* **Trecho da fonte**

════

Quando o profissional realizador da obra concorda em executar a alteração, mas com valor de honorários superior ao que o proprietário se propõe a pagar, surge um novo impasse. De acordo com a advogada, este é um caso em que conflitam três direitos fundamentais: o de propriedade, o do consumidor e o do autor. “Havendo diferença de orçamentos para outros profissionais, estabelece-se o conflito proposto na questão, o qual, a meu ver, deve ser resolvido caso a caso. Se no caso o preço cobrado pelo autor do projeto original for maior, mas ainda estiver dentro da mesma faixa de preço dos demais profissionais, entendo que deverá ser respeitado o direito do autor do projeto original e a ele deve ser concedido o contrato para realizar as alterações. Por outro lado, se no caso o preço do autor original estiver discrepante do mercado ou das demais propostas, poderá ser invocado o direito do consumidor, sobretudo no que diz com a liberdade de contratar”, exemplifica.
Indagado sobre restauros em obras arquitetônicas, Flôres é da opinião que os autores do original não devem receber sobre o trabalho, caso não tenham sido contratados para o restauro, pois o mesmo se caracterizaria como manutenção. Sobre os bens tombados, ele cita artigo de Erika Bechara e Enrico Soffiatti, publicado pelo Instituto de Engenharia do Paraná, onde é sustentado que, em razão da criatividade e individualidade artística impressas nestes restauros, devem ser reconhecidos os direitos autorais dos elaboradores de projetos.
Plágios e reproduções
Pauta de matéria do jornal O Globo (18/11/09) um plágio arquitetônico envolvendo duas conhecidas livrarias é um dos exemplos recentes desta modalidade, que, apesar de pouco comum, é uma das lesões aos direitos autorais mais conhecidas pelos profissionais e leigos. Casos famosos incluem a substituição do Word Trade Center, onde os arquitetos Thomas Shine e David Childs brigaram judicialmente sobre a autoria do projeto. A disputa foi citada por reportagem da Revista IstoÉ (11/11/09). Segundo informações da matéria, em 2004, Shine acusou o colega de copiar o esboço do edifício Olympic Tower, apresentado em sua banca de mestrado da qual Chids era jurado, ocorrida em 1999, e apresentá-lo, com pequenas alterações, em substituição às Torres Gêmeas, sob o nome de Freedom Tower. A justiça norte-americana deu ganho de causa a Thomas Shine, mas por dificuldades em calcular seus danos morais encerrou o caso.

════

* **Dados armazenados**

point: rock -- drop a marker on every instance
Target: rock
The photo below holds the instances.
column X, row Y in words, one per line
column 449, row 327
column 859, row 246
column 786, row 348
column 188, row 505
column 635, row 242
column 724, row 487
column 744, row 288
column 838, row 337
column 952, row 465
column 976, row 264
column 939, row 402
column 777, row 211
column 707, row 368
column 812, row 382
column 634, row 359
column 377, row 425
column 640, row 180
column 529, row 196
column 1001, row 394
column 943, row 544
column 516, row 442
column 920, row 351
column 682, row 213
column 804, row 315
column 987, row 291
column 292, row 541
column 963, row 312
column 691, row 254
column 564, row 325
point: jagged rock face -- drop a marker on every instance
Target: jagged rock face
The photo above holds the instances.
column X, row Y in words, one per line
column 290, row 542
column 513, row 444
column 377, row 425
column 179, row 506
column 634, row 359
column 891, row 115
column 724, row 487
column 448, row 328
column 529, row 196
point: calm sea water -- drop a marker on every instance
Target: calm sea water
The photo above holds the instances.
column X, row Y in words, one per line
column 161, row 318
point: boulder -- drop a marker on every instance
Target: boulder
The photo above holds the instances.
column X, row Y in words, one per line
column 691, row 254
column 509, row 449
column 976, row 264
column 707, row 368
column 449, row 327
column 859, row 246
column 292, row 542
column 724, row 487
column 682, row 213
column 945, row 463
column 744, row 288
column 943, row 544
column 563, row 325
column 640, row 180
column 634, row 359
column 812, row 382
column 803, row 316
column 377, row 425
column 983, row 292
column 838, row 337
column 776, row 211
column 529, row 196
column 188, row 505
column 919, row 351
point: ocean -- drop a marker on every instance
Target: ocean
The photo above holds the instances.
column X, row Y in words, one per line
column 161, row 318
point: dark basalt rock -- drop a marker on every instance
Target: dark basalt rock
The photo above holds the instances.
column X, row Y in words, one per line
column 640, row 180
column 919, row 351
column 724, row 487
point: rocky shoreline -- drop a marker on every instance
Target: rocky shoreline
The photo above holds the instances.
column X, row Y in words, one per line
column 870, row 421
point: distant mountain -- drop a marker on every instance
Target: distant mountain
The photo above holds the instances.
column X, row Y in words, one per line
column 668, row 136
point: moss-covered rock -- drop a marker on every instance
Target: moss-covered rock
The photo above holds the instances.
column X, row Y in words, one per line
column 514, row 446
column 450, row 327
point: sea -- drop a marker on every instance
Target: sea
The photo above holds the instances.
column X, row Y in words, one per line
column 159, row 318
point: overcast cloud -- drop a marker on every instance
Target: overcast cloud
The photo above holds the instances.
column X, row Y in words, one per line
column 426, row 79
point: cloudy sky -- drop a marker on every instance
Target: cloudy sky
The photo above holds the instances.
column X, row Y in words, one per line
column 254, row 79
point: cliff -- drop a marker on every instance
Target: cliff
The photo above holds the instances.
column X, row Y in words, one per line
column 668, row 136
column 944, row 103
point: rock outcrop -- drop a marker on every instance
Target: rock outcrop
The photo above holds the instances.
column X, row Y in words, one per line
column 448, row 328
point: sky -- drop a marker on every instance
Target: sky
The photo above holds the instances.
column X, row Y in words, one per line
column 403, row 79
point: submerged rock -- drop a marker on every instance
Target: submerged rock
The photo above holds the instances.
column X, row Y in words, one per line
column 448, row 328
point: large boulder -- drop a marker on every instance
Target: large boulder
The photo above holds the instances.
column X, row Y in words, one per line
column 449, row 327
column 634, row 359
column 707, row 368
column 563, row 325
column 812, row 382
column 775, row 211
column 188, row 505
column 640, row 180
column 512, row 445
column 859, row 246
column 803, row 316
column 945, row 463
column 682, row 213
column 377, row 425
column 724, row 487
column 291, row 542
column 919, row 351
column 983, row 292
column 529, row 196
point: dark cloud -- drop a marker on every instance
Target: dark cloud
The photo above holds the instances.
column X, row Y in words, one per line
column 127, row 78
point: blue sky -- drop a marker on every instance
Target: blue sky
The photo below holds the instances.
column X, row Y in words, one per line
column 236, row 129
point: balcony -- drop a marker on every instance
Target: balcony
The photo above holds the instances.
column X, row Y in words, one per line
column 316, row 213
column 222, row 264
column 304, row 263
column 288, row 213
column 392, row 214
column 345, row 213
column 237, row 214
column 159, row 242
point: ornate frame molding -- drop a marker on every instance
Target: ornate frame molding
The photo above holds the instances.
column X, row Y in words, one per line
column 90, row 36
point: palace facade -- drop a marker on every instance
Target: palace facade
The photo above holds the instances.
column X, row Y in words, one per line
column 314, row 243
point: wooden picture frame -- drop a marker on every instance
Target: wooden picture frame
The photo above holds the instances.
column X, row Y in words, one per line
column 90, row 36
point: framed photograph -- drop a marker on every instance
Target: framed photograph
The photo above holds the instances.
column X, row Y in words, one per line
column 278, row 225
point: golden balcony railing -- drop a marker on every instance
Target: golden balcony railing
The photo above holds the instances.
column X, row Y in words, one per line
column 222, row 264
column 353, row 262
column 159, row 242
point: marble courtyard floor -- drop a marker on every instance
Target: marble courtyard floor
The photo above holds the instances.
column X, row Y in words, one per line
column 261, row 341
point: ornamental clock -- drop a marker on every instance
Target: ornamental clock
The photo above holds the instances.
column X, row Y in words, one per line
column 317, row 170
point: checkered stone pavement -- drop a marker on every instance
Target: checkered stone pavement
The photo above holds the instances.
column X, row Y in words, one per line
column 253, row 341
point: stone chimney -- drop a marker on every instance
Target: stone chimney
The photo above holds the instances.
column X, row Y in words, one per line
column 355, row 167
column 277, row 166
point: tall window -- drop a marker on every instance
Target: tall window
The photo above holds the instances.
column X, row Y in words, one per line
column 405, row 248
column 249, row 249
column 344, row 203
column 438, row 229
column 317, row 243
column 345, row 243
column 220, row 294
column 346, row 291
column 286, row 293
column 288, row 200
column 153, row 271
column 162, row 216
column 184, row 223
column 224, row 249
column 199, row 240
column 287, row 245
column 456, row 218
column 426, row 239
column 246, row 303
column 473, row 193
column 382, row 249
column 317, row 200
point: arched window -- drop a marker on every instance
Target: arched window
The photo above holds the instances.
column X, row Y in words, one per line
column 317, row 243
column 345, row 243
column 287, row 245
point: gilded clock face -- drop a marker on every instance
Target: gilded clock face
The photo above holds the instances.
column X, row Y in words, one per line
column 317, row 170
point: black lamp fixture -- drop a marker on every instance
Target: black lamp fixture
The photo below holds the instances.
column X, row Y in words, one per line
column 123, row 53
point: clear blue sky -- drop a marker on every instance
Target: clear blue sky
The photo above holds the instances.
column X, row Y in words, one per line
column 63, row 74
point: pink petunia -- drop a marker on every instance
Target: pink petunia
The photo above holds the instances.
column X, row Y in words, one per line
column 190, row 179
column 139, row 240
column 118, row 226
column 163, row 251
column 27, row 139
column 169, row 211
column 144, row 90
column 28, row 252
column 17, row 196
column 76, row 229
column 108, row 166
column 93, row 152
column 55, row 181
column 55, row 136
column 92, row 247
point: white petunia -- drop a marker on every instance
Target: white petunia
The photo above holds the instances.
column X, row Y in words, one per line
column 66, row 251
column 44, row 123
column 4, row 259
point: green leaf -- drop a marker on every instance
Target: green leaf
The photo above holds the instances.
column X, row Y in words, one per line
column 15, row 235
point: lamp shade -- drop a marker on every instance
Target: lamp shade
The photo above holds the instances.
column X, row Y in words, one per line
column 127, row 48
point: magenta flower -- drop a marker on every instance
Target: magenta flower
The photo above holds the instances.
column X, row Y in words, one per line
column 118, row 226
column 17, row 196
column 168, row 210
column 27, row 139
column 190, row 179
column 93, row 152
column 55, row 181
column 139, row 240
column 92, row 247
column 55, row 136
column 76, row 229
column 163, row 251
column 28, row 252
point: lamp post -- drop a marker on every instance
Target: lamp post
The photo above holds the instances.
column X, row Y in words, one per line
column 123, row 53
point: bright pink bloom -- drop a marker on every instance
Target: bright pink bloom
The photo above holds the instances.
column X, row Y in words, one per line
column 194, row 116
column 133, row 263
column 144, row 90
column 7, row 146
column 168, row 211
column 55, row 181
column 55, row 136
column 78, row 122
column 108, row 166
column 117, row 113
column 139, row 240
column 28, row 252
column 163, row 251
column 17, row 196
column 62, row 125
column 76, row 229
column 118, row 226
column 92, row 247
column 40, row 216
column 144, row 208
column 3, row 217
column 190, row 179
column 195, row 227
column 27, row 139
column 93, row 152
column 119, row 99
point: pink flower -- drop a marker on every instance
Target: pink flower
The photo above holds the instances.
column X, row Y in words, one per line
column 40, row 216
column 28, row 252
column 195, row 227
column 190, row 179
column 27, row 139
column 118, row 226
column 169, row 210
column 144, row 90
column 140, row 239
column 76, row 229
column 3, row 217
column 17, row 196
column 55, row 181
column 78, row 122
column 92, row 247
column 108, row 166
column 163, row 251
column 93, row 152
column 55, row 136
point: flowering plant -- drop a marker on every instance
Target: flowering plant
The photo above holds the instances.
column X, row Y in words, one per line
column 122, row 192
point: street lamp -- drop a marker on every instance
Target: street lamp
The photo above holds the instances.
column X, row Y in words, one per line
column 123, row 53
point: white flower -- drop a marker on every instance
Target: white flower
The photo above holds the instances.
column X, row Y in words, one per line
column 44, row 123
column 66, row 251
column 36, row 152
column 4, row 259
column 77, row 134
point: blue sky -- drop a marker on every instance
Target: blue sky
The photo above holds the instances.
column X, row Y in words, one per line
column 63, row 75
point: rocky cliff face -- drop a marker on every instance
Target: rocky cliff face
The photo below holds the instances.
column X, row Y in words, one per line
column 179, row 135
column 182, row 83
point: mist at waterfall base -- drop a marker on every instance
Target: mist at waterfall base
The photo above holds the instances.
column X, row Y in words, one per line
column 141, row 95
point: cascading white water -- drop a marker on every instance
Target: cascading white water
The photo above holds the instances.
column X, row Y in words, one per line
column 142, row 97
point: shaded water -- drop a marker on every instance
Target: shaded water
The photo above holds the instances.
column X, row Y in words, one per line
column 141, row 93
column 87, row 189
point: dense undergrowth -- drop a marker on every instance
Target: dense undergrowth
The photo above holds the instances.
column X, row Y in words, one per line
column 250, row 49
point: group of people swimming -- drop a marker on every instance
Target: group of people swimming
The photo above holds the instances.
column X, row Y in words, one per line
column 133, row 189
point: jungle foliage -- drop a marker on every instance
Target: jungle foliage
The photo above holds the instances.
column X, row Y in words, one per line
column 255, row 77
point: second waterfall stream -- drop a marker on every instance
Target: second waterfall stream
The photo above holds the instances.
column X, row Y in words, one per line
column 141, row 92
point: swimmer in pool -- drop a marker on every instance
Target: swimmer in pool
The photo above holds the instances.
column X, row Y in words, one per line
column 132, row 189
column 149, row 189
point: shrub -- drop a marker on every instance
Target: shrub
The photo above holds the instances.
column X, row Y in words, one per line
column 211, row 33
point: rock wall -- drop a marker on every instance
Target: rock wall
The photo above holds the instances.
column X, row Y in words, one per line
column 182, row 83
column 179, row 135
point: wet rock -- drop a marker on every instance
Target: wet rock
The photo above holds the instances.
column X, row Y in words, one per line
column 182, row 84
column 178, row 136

════

* **Tarefa proposta 1**
Liste os direitos fundamentais que, segundo a advogada citada no trecho sobre direitos autorais na arquitetura, entram em conflito quando o autor cobra mais pela alteração.
* **Tarefa proposta 2**
No trecho, reproduza a parte que começa com "Indagado sobre restauros" e termina com "elaboradores de projetos.", trocando o nome "bens tombados" por "imóveis tombados".
O material é independente do trecho e não faz parte dele.

* **Resposta completa 1**
- Direito de propriedade
- Direito do consumidor
- Direito do autor

* **Resposta completa 2**
Indagado sobre restauros em obras arquitetônicas, Flôres é da opinião que os autores do original não devem receber sobre o trabalho, caso não tenham sido contratados para o restauro, pois o mesmo se caracterizaria como manutenção. Sobre os imóveis tombados, ele cita artigo de Erika Bechara e Enrico Soffiatti, publicado pelo Instituto de Engenharia do Paraná, onde é sustentado que, em razão da criatividade e individualidade artística impressas nestes restauros, devem ser reconhecidos os direitos autorais dos elaboradores de projetos.